TEXT EXCERPT:

※ ※ ※

These more human traits are explored further in Wattle Gobbler, which thankfully has a stronger narrative setup than Bloody Harvest's lazy "this guy is terrorizing the town; go kill him." In it, the Vault Hunters are invited to participate in a new reality show hosted by Mister Torgue in which contestants attempt to kill a giant turkey. The catch is that the show's producers have engineered the Ravenous Wattle Gobbler to be invincible, so Torgue subverts the producers in order to protect his Vault Hunter friends (and so he can eat the Wattle Gobbler once it is killed).

Once the stage is set, it is a fairly standard Borderlands affair, with plenty of shooting and looting, along with the obligatory bandit re-skins (now they're kitchen workers). There is an overarching play on The Hunger Games, which allows for a few miniboss fights involving battling two tributes at a time, each from various Pandoran cities and settlements. Not counting the tributes, there is only one new basic enemy type, an insect with really basic AI that isn't particularly interesting to fight.

Strictly speaking, Wattle Gobbler features a smaller area with less action than Bloody Harvest, but it benefits from a more salient storyline and the introduction of Mister Torgue's grandmother, Grandma Flexington. After defeating the Wattle Gobbler, the remaining missions are only to listen to Grandma Flexington tell stories, and it is surprisingly entertaining. Lead Writer Anthony Burch's voice is strong in both Mister Torgue and Grandma Flexington. His opinions are laid down thickly with dialogue ranging from silly things like highlighting recent indie games and writing fanfiction to more serious philosophical and social matters like gender politics, personal body image, and what makes a person truly special.

※ ※ ※

ENTRIES:
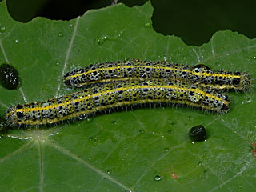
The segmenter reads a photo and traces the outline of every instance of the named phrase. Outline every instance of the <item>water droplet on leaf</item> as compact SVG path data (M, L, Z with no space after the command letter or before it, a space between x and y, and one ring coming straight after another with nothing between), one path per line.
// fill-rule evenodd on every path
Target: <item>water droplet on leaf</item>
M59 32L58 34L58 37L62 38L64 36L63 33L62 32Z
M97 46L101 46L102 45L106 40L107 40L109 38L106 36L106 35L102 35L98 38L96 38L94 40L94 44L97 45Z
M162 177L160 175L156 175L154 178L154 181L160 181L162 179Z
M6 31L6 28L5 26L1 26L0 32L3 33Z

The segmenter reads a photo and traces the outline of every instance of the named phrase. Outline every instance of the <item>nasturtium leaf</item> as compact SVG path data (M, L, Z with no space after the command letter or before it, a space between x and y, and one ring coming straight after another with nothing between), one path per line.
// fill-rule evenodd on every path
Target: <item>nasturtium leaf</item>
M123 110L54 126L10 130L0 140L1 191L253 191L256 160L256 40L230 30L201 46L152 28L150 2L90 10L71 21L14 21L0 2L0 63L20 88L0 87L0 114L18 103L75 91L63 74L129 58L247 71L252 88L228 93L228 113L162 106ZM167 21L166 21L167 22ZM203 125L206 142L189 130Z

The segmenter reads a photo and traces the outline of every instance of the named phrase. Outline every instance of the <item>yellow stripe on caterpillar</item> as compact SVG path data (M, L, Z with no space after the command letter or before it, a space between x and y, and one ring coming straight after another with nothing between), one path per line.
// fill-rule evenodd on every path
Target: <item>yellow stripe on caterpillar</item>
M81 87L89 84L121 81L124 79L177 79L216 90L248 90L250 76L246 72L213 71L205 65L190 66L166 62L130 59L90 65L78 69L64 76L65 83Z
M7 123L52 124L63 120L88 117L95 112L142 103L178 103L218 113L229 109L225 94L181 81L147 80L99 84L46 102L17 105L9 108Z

※ ※ ※

REQUIREMENT: List every topic that the Wattle Gobbler text says the dialogue covers, from the silly to the serious.

RESULT OF THIS EXERCISE:
- highlighting recent indie games
- writing fanfiction
- gender politics
- personal body image
- what makes a person truly special